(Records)
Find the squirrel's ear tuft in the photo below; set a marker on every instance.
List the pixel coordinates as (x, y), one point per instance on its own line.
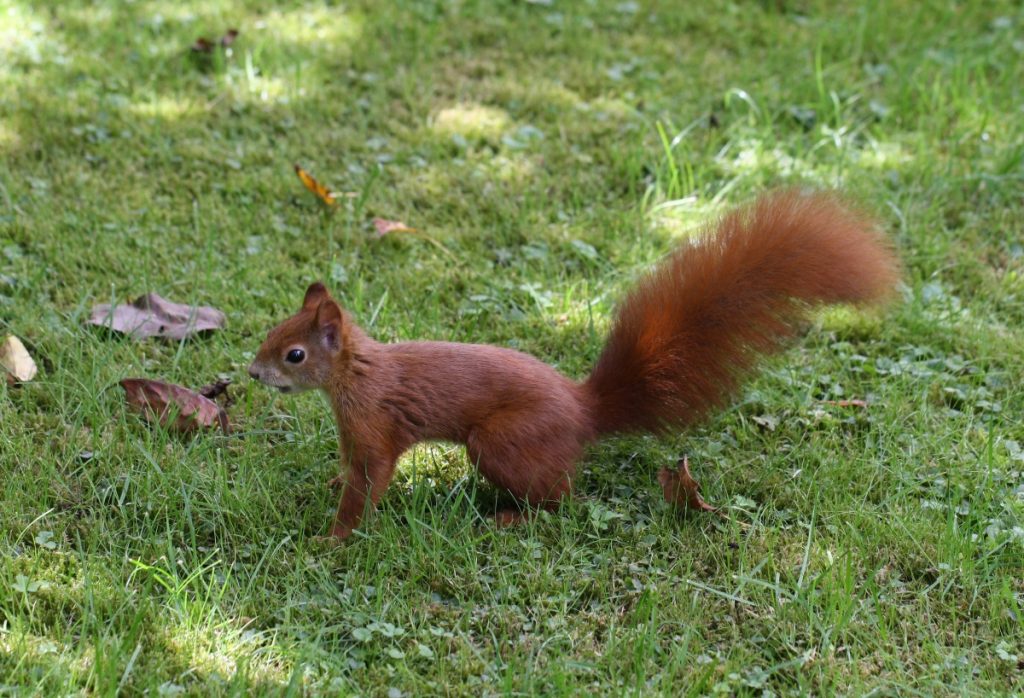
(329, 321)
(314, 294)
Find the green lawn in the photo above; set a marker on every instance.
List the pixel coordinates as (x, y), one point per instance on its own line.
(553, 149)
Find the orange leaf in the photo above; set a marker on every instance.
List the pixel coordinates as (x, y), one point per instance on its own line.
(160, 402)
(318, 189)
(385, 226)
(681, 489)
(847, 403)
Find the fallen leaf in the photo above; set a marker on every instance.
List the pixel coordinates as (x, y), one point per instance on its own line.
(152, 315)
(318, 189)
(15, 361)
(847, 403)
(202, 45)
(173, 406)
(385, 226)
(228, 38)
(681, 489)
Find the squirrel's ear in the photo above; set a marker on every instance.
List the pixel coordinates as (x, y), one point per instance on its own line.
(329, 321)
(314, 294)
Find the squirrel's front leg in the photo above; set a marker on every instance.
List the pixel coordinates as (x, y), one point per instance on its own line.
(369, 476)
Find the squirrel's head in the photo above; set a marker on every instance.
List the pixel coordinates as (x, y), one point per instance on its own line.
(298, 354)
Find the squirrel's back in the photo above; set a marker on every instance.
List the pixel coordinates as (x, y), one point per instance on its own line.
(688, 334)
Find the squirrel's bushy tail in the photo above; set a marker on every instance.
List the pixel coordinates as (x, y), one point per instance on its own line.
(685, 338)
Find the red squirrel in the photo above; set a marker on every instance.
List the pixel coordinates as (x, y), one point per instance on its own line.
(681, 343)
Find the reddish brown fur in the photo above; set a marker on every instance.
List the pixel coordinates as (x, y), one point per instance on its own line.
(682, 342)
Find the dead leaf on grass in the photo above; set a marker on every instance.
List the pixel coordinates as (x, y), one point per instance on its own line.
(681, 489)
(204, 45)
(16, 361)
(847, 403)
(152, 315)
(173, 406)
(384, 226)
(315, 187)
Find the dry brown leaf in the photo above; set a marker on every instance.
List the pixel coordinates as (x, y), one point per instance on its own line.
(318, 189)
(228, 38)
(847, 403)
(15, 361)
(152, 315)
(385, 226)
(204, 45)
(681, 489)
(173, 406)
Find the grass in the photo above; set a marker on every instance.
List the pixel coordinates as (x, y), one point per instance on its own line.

### Stated task
Revise all of the data above, changing "set a marker" to "place a point" wherever it occurs and leaving everything else as it is. Leave the pictures out of your answer.

### Answer
Find the squirrel's ear tuft in the photo below; place a point on every instance.
List the pixel coordinates as (x, y), one point per instance on its own line.
(329, 321)
(314, 294)
Find the green lawn in the photo above; place a point on every instance.
List the pixel coordinates as (x, y), one point per instance on its own line.
(553, 149)
Find the orange leaf in the photo above; place a point on every instance.
List the pixel coordinates as (x, y), one point per instance on its own line.
(160, 402)
(318, 189)
(385, 226)
(681, 489)
(847, 403)
Find the fallen leaf in the photo above; place a point on every instance.
List the pixel coordinates as (x, y), one point per instance on its own line.
(152, 315)
(318, 189)
(15, 361)
(847, 403)
(202, 45)
(173, 406)
(385, 226)
(228, 38)
(681, 489)
Find the squirrel's ear in the photo above; place a point on every instance.
List the pixel coordinates as (x, y), one point per instance on its own line.
(329, 321)
(314, 294)
Find the squirrel's front leg in the photo above; place a point on every instance.
List the pixel coordinates as (x, y), one point per instance on its own line.
(369, 476)
Find the squirrel's head in the photo above; place a point on every instance.
List the pixel coordinates as (x, y), one point per instance on its own line.
(298, 354)
Find the squirrel's back in the photo above; place a point on every instance.
List the pixel coordinates as (x, y), one point per instance on its own line.
(688, 334)
Find the squirrel's bushy tail in the photo above; place a point on every instance.
List the pixel coordinates as (x, y), one point per instance on its own line.
(685, 338)
Find the red squirrel in the photo above; place a point on every instance.
List the pixel coordinates as (x, y), one point per instance on its own line.
(681, 343)
Find the reddish brown fur in the photo above; place a point on every instance.
List the pixel coordinates as (x, y), one point per instance on its own line.
(682, 342)
Find the dead leaf on grass in the photo above; place a point on every instance.
List the pixel coordinates as (x, y), one point per instance on its own line.
(681, 489)
(204, 45)
(16, 361)
(847, 403)
(152, 315)
(173, 406)
(384, 226)
(315, 187)
Find the dry brown leaf in the photo above; place a point on every instance.
List the pixel coordinates as (x, y), one point per instance on its own line.
(318, 189)
(228, 38)
(847, 403)
(15, 361)
(152, 315)
(385, 226)
(204, 45)
(681, 489)
(173, 406)
Find the grass in the photo above; place a point on every instance.
List the pixel coordinates as (x, y), one point per instance on its own line.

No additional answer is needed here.